═══ PASSAGE TO READ

I first met Motaz Malhees in 2014 at the Freedom Theatre in Jenin in the occupied West Bank. I had visited Palestine as part of a group of British university students, and two of us decided to take a detour to visit Jenin to see its famous youth theatre. When we arrived, the streets of the Jenin refugee camp were quiet, and lined with posters of young boys and men killed in confrontations with the Israeli army. Outside the entrance of the theatre was a young actor with striking green eyes, smoking a cigarette. We asked him if he could show us inside the theatre. Malhees, then a 20-year-old student, kindly obliged and gave us a tour of the various rehearsal rooms and stages while chatting to us about the challenges of life under occupation, and his desire to continue to pursue acting beyond the confines of the separation wall.

More than a decade later, Malhees and I are sitting outside a cafe in Hackney while I interview him over coffee. Now residing in London, Malhees is in the middle of a press run for his latest film, The Voice of Hind Rajab, based on the true story of a young girl in Gaza killed by Israeli soldiers while waiting for an ambulance in 2024. He plays Omar, a first line responder from the Palestinian Red Crescent Society, who receives an emergency call from five-year-old Hind as she pleads for someone to help her. The film had its world premiere at the 82nd Venice International Film Festival last month, where it won eight awards and received a record-breaking 23-minute-long standing ovation.

Malhees’ journey – from the Freedom Theatre to international film festivals – was complicated. “I grew up in the west side of the city, where there is a lot of nature. It’s so beautiful,” he says. “But there is also a lot of terrifying stuff because it’s not a free place when it comes to movement… sometimes places can be shut down under curfew when the army is in the area, so you avoid going to the streets.” Malhees recalls memories of childhood fun playing outside – “putting two bricks down as a goal and playing football with the boys” – but also an unsettling lack of safety. “My key [to] freedom was to act, to tell the story and to talk to the world about what’s going on back home. That’s how it started with me.”

══════

◆ SET EXERCISE A:
Answer these questions using the Motaz Malhees article:
(i) In what year did the writer first meet Malhees?
(ii) Which role does Malhees play in The Voice of Hind Rajab?
(iii) What did Malhees and the other boys use as a goal when they played football as children?
◆ SET EXERCISE B: Please carry on the Motaz Malhees article, beginning right after its last sentence.
These rows were taken from a different source than the Motaz Malhees article.

═══ INFORMATION SUPPLIED

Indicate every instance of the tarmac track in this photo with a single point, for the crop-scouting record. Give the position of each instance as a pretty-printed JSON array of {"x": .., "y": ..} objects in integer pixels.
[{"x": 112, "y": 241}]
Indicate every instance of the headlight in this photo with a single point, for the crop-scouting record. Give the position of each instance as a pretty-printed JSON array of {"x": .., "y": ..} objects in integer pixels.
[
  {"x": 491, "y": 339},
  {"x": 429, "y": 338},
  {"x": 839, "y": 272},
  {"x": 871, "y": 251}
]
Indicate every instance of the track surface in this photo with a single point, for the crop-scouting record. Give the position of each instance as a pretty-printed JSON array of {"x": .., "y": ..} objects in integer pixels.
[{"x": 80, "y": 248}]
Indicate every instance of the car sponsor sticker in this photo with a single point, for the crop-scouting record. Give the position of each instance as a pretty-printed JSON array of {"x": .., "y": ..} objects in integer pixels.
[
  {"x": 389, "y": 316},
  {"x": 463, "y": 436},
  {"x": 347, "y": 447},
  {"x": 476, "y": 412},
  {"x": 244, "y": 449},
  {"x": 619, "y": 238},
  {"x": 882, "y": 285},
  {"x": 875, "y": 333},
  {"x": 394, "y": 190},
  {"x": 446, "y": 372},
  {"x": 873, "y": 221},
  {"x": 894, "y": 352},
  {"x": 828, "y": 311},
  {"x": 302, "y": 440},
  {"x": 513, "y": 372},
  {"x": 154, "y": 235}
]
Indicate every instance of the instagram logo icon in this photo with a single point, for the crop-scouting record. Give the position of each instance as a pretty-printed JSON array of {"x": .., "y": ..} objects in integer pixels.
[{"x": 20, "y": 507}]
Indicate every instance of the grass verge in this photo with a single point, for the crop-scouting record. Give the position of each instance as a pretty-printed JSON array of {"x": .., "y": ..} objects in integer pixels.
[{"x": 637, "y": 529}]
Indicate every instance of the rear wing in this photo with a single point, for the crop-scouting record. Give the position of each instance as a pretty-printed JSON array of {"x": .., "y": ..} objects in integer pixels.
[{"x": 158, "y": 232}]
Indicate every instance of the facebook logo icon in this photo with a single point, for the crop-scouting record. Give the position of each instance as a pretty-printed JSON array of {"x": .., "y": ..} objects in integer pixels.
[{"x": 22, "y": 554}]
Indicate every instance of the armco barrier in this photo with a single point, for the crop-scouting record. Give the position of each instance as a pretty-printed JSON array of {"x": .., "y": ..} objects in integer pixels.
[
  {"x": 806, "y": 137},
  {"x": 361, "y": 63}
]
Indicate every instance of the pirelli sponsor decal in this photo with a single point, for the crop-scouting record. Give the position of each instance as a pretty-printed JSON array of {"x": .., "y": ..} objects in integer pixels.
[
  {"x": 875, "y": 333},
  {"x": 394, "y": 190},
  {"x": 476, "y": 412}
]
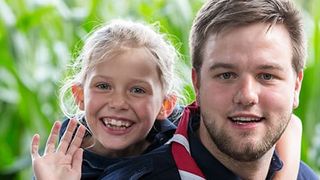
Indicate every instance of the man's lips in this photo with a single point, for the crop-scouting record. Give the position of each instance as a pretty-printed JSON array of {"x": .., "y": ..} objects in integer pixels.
[{"x": 245, "y": 119}]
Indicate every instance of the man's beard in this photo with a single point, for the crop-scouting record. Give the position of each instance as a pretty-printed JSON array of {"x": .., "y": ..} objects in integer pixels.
[{"x": 250, "y": 151}]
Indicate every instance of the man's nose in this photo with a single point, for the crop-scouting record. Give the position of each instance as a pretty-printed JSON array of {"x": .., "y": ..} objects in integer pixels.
[{"x": 247, "y": 92}]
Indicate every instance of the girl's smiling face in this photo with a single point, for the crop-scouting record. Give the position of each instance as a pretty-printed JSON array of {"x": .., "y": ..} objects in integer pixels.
[{"x": 122, "y": 98}]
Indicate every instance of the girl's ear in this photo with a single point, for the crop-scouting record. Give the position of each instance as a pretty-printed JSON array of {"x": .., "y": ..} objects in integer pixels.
[
  {"x": 77, "y": 92},
  {"x": 167, "y": 107}
]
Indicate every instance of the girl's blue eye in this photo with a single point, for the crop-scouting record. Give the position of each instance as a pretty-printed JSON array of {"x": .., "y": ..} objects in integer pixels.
[
  {"x": 138, "y": 90},
  {"x": 103, "y": 86}
]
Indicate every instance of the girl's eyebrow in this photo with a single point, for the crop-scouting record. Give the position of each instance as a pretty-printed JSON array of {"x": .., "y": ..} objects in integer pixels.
[{"x": 221, "y": 65}]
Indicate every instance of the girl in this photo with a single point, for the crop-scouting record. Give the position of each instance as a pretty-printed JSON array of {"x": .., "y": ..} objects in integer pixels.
[{"x": 125, "y": 82}]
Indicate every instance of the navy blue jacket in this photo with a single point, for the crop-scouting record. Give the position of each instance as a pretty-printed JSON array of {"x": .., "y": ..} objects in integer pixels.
[{"x": 159, "y": 164}]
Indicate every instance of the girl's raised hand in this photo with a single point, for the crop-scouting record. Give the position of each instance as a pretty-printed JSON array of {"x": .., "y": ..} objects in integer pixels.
[{"x": 63, "y": 162}]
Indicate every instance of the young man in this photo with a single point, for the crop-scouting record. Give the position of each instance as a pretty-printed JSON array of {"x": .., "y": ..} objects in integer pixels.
[{"x": 248, "y": 59}]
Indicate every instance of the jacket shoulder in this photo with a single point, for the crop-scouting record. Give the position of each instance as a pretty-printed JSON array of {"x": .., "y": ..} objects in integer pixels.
[{"x": 158, "y": 164}]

══════

◆ WRITTEN ANSWER A:
(i) 2014
(ii) Omar, a first line responder from the Palestinian Red Crescent Society
(iii) Two bricks

◆ WRITTEN ANSWER B:
At the age of 16, Malhees left high school and auditioned for a place at the Freedom Theatre without his parents’ knowledge. “They lost their minds. They asked: ‘what is theatre going to do for you? What’s the future in that?’ They were like, ‘you better go study as an engineer, as a doctor.’” But they softened as time progressed and Malhees began to take acting more seriously. He is the first person in his family to go into the arts, though he hopes there will be more. He says that he is overjoyed when his younger nieces and nephews send him messages saying they are inspired by seeing him act. “It just makes me fly. It’s like the cutest thing on earth,” he says.

A year ago, Malhees got an audition for a life-changing role with Tunisian director Kaouther Ben Hania for The Voice of Hind Rajab. “Honestly, I was dreaming of working with Kaouther. I was literally sitting in my room, looking at the ceiling, thinking ‘please, I want to work with somebody like Kaouther Ben Hania’,” he recalls. “I was manifesting maybe. She’s a genius. She’s a proper director. Amazing, so smart.”

“Sadly, it [happened] with a movie that breaks the heart,” Malhees continues. The emotional toll of making a film based on Hind Rajab’s tragic story during an ongoing genocide was daunting. “I read the script and I didn’t stop crying from the beginning to the end,” he says. “I felt so scared to do the role because it’s a big responsibility. It’s based on a true story. I was like, ‘am I emotionally fine to do this? Will it destroy me mentally?’ I started to have these thoughts, that maybe I need to pull out. But something just in me said, ‘no, you must do this.’ So I poured my heart into the story; I tried to honour the role I played and the whole story as much as I can.”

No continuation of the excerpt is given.